> [Supplied records]
======
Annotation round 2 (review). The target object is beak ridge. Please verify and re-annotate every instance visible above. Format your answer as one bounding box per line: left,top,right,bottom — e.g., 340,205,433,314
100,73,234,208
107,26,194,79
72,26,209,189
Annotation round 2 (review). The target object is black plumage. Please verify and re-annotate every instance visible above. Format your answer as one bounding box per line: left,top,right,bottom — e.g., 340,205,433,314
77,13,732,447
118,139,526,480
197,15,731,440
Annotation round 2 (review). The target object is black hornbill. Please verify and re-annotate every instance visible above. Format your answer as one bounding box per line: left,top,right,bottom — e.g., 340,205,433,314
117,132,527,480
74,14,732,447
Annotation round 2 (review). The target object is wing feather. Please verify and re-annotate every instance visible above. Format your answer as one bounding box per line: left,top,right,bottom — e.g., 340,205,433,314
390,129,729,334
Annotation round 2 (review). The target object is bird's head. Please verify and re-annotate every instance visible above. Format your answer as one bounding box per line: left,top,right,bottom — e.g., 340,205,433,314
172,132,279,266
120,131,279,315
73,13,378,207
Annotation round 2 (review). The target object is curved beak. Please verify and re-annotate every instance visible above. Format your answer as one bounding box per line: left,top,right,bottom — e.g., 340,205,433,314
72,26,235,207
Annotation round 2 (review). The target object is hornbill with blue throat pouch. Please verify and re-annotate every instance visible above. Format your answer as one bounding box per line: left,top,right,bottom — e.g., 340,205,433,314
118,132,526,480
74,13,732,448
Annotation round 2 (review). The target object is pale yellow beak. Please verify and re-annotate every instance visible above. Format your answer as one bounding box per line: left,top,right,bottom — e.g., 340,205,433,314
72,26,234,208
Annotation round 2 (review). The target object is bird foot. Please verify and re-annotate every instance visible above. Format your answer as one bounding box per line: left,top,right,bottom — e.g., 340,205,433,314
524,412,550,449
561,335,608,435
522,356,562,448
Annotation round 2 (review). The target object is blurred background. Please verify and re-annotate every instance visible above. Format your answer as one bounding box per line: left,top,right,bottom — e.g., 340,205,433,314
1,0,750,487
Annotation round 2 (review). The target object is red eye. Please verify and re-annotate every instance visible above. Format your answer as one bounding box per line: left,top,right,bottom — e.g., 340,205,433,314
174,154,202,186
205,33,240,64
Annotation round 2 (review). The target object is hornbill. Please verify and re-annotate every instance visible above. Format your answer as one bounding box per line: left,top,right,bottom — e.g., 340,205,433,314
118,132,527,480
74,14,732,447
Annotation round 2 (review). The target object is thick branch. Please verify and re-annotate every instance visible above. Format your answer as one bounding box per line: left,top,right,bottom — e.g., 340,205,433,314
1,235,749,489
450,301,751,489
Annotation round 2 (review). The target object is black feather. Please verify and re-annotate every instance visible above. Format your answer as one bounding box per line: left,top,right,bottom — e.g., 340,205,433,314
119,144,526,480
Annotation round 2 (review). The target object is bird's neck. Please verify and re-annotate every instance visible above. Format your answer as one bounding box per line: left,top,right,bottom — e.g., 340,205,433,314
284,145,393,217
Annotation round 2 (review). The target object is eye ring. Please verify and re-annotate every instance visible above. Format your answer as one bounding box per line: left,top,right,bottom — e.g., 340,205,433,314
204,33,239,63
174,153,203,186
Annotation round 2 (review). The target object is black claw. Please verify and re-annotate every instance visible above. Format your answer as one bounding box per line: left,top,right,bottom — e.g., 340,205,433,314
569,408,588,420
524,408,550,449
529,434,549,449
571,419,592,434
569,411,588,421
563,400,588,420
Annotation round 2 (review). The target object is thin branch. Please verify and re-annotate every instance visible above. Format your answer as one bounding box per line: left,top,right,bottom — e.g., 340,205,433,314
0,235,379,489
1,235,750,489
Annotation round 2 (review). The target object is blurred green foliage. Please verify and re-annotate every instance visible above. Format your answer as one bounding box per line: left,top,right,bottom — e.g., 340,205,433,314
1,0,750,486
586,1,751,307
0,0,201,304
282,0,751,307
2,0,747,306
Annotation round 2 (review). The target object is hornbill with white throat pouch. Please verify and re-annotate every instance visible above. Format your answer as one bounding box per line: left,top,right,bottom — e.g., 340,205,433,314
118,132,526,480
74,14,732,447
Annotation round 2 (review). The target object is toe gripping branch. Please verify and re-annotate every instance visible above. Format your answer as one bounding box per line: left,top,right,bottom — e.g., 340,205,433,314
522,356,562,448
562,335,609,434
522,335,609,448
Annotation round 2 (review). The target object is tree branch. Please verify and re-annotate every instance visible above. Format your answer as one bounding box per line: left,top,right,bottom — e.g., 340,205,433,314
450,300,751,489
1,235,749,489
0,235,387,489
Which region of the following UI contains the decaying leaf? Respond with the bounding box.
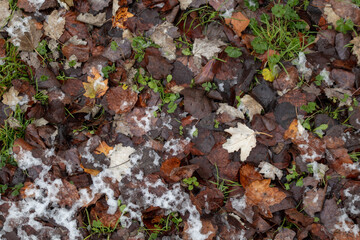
[238,95,264,121]
[77,12,106,27]
[2,87,24,111]
[112,7,134,29]
[94,141,114,156]
[324,88,353,107]
[108,143,136,181]
[216,103,245,120]
[7,15,42,52]
[258,161,283,180]
[0,0,11,28]
[192,37,226,68]
[83,67,109,99]
[350,36,360,66]
[57,0,74,10]
[223,122,257,161]
[225,11,250,37]
[245,179,286,217]
[44,10,65,40]
[80,163,100,176]
[324,4,341,27]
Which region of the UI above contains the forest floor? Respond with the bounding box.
[0,0,360,239]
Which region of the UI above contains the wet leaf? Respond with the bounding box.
[113,7,134,29]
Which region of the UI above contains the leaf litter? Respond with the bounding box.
[0,0,360,239]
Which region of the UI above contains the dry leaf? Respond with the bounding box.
[192,37,226,68]
[0,0,11,28]
[216,103,245,120]
[258,161,283,180]
[239,164,263,188]
[225,11,250,37]
[77,12,106,27]
[2,87,24,110]
[238,95,264,121]
[44,10,65,40]
[245,179,286,218]
[94,141,114,156]
[350,36,360,66]
[223,122,257,161]
[83,67,109,99]
[7,15,42,52]
[80,163,100,176]
[324,4,340,27]
[150,22,179,61]
[112,7,134,29]
[108,143,136,181]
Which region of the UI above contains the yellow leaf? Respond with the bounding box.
[262,68,275,82]
[80,163,100,176]
[94,141,114,156]
[83,67,109,99]
[112,7,134,29]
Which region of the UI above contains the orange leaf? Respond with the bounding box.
[83,67,109,99]
[112,7,134,29]
[80,163,100,176]
[239,164,263,188]
[245,179,286,218]
[225,12,250,37]
[160,157,181,176]
[94,141,114,156]
[284,119,299,140]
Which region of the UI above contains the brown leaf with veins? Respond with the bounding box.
[239,164,263,188]
[245,179,286,218]
[83,67,109,99]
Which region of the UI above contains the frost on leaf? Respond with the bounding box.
[223,122,257,161]
[2,87,24,111]
[83,67,109,99]
[108,143,136,181]
[350,36,360,66]
[44,10,65,40]
[0,0,11,28]
[258,161,283,180]
[6,14,42,52]
[192,37,226,68]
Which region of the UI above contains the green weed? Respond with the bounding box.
[0,105,33,168]
[183,176,199,191]
[0,42,32,97]
[131,36,158,62]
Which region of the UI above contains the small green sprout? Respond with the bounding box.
[183,176,199,190]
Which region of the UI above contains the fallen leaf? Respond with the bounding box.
[149,22,179,61]
[179,0,192,10]
[258,161,283,180]
[7,15,42,52]
[2,87,24,111]
[94,141,114,156]
[238,95,264,121]
[44,10,65,40]
[108,143,136,181]
[239,164,263,188]
[112,7,134,29]
[103,86,138,114]
[303,187,326,217]
[223,122,257,161]
[324,4,341,27]
[77,12,106,27]
[216,103,245,120]
[80,163,100,176]
[350,36,360,65]
[225,11,250,37]
[83,67,109,99]
[192,37,226,68]
[181,88,212,119]
[0,0,11,28]
[245,179,286,218]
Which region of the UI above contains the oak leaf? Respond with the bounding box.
======
> [Task item] Produce a word-for-word copy of the records, omitting all images.

> [Task solution]
Annotation round 2 (review). The target object is beak ridge. Please verify and re-annotate every instance visible above. Format your answer as one bounding box per line: left,top,right,bottom — e.g., 340,205,433,314
100,73,234,208
107,26,194,79
72,26,209,189
Annotation round 2 (review). The target object is black plumage. Please verify and re-annotate every instance visible above. Format your answer as one bounding box per line: left,top,right,bottom — e.g., 340,205,433,314
77,13,732,447
118,139,526,480
197,15,731,440
Annotation round 2 (review). The target object is black hornbill. Please verify and re-annotate every instance visible above. Format your answer as one bounding box per line: left,top,right,bottom — e.g., 340,205,433,314
117,132,527,480
74,14,732,447
Annotation round 2 (review). The target object is wing feather. Please verify and re-annotate every instance visible above. Format your answer as one bounding box per line: left,top,right,bottom — e.g., 340,205,433,314
390,129,729,334
Annotation round 2 (review). The target object is bird's head. Please verify and re-annotate every instance visible above. Format your answer as one bounding box per line: left,top,right,bottom — e.g., 340,205,433,314
172,132,279,266
120,131,279,315
73,13,378,207
Annotation round 2 (review). The target object is curved beak. Please verify and re-annotate every instance visible above. Format your answer as one bounding box per line: left,top,right,bottom — e.g., 340,205,433,314
72,26,235,207
Annotation round 2 (review). The target object is hornbill with blue throat pouch. Please verify and re-annotate every instance visible above. Format your answer as one bounding box per line: left,top,right,bottom — e.g., 340,205,433,314
118,132,526,480
74,13,732,448
Annotation round 2 (review). The target object is pale yellow beak. Please verify and re-annotate every instance visible above. Format your answer as one bounding box per line: left,top,right,bottom — e.g., 340,205,433,314
72,26,234,208
Annotation round 2 (review). The target object is bird foot. Please verify and re-annotate every instance visible above. Format your answer as one bounding box per line: left,top,right,bottom — e.g., 340,205,433,314
524,412,550,449
561,335,608,435
522,356,562,448
Annotation round 2 (review). The target object is blurred background. Please verify and re-annotate every instance visible above. Format your answer as one bounding box per line: left,top,right,bottom — e.g., 340,205,433,314
1,0,750,487
Annotation round 2 (review). The target object is red eye. Please verify and re-annotate every instance visible above. Format your answer as one bounding box per line: left,top,right,bottom — e.g., 340,205,433,314
174,154,202,186
205,33,240,64
Annotation round 2 (review). The target object is hornbill. Please verify and re-annotate every instance visible above. Format your answer as one bounding box per line: left,top,right,bottom — e.g., 340,205,433,314
118,132,527,480
74,14,732,447
Annotation round 2 (review). The target object is thick branch. Please verify and re-annotate every instance visible above. Format your answer as one bounding box per line: left,top,right,bottom — e.g., 340,205,433,314
1,235,749,489
450,301,751,489
Annotation round 2 (review). The target object is black feather. Please verify and re-annotate every instance visible above. Format your answer as one bounding box per line: left,top,right,bottom — e.g., 340,205,433,314
119,144,526,480
Annotation round 2 (review). The target object is bird's neck. Please verify and re-annotate every instance visible above. Format your answer as one bounding box per line: left,top,right,bottom — e.g., 340,205,433,314
284,145,393,217
Annotation round 2 (review). The target object is eye ring. Please verify and re-annotate every instance visible above. Format your answer as one bounding box per line: left,top,right,bottom — e.g., 340,205,433,314
204,33,239,63
174,153,203,186
Annotation round 2 (review). The target object is black claw. Please verify and re-annotate every instance visible above. Format your answer as one bounding box per line: left,top,right,bottom — e.g., 340,205,433,314
569,408,588,420
524,408,550,449
529,434,549,449
571,419,592,434
569,411,588,421
563,400,588,420
Annotation round 2 (review). The target object is thin branch. Please verify and re-annotate every instance visible above. Format your answer as one bounding box per line: left,top,right,bottom — e.g., 340,205,433,314
0,235,379,489
1,235,750,489
Annotation round 2 (review). The target object is blurred green foliage. Please verify and re-annotate every instance visible above. Format your answer as one bounding box per line: left,top,right,bottom — e.g., 340,205,433,314
1,0,750,486
586,1,751,307
0,0,201,304
282,0,751,307
2,0,747,306
Annotation round 2 (review). The target object is hornbill with white throat pouch. Please verify and re-annotate every instance visible above. Format your answer as one bounding box per line: left,top,right,bottom — e.g., 340,205,433,314
118,132,526,480
74,14,732,447
Annotation round 2 (review). The target object is toe gripping branch. Please verify and re-annotate every instance visible above. Format your answer as one bounding box per line: left,top,right,bottom — e.g., 340,205,433,314
522,356,562,448
562,335,609,434
522,335,609,448
Annotation round 2 (review). The target object is tree branch. Please verify and re-annotate every instance visible above. Format your answer as one bounding box per line: left,top,right,bottom — e.g., 340,205,433,314
450,300,751,489
1,235,749,489
0,235,387,489
Which region of the following UI contains the decaying leaf? Respond with the bounding box.
[238,95,264,121]
[77,12,106,27]
[2,87,24,111]
[112,7,134,29]
[94,141,114,156]
[324,88,353,107]
[108,143,136,181]
[216,103,245,120]
[7,15,42,52]
[258,161,283,180]
[0,0,11,28]
[192,37,226,68]
[83,67,109,99]
[350,36,360,66]
[57,0,74,10]
[223,122,257,161]
[225,11,250,37]
[245,179,286,217]
[44,10,65,40]
[80,163,100,176]
[324,4,341,27]
Which region of the UI above contains the forest floor? Respond with the bounding box.
[0,0,360,239]
Which region of the UI above contains the wet leaf? Respond with the bounding box.
[113,7,134,29]
Which region of the UI above contains the leaf litter? Respond with the bounding box.
[0,0,360,239]
Which region of the UI above contains the dry leaf? Respond with the bounding box.
[192,37,226,68]
[0,0,11,28]
[216,103,245,120]
[258,161,283,180]
[239,164,263,188]
[225,11,250,37]
[77,12,106,27]
[2,87,24,110]
[238,95,264,121]
[44,10,65,40]
[245,179,286,218]
[94,141,114,156]
[350,36,360,66]
[223,122,257,161]
[83,67,109,99]
[7,15,42,52]
[80,163,100,176]
[324,4,340,27]
[150,22,179,61]
[112,7,134,29]
[108,143,136,181]
Which region of the UI above contains the yellow leaf? Respond with the bounding box.
[262,68,275,82]
[80,163,100,176]
[94,141,114,156]
[83,67,109,99]
[112,7,134,29]
Which region of the UI above contains the orange leaf? Respond with the bounding box.
[83,67,109,99]
[112,7,134,29]
[80,163,100,176]
[239,164,263,188]
[245,179,286,218]
[225,12,250,37]
[160,157,181,176]
[94,141,114,156]
[284,119,299,140]
Which region of the UI above contains the brown leaf with veins? Respond with the bounding box.
[239,164,263,188]
[245,179,286,218]
[83,67,109,99]
Which region of the UI above contains the frost on leaf? Respond with the bounding box.
[223,122,257,161]
[2,87,24,111]
[83,67,109,99]
[108,143,136,181]
[350,36,360,66]
[44,10,65,40]
[0,0,11,28]
[258,161,283,180]
[6,14,42,52]
[192,37,226,68]
Which region of the UI above contains the green weed? Respond with the bounding box.
[0,105,33,168]
[183,176,199,191]
[0,42,32,97]
[131,36,158,62]
Which region of the UI above contains the small green sprout? Respond with the bounding box.
[183,176,199,190]
Which region of the UI above contains the fallen leaf? Respond with the bounding box.
[149,22,179,61]
[179,0,192,10]
[258,161,283,180]
[7,15,42,52]
[2,87,24,111]
[94,141,114,156]
[238,95,264,121]
[44,10,65,40]
[108,143,136,181]
[239,164,263,188]
[112,7,134,29]
[103,86,138,114]
[303,187,326,217]
[223,122,257,161]
[324,4,341,27]
[77,12,106,27]
[216,103,245,120]
[80,163,100,176]
[350,36,360,65]
[225,11,250,37]
[83,67,109,99]
[192,37,226,68]
[181,88,212,119]
[0,0,11,28]
[245,179,286,218]
Which region of the UI above contains the oak leaf? Respond with the bounding box.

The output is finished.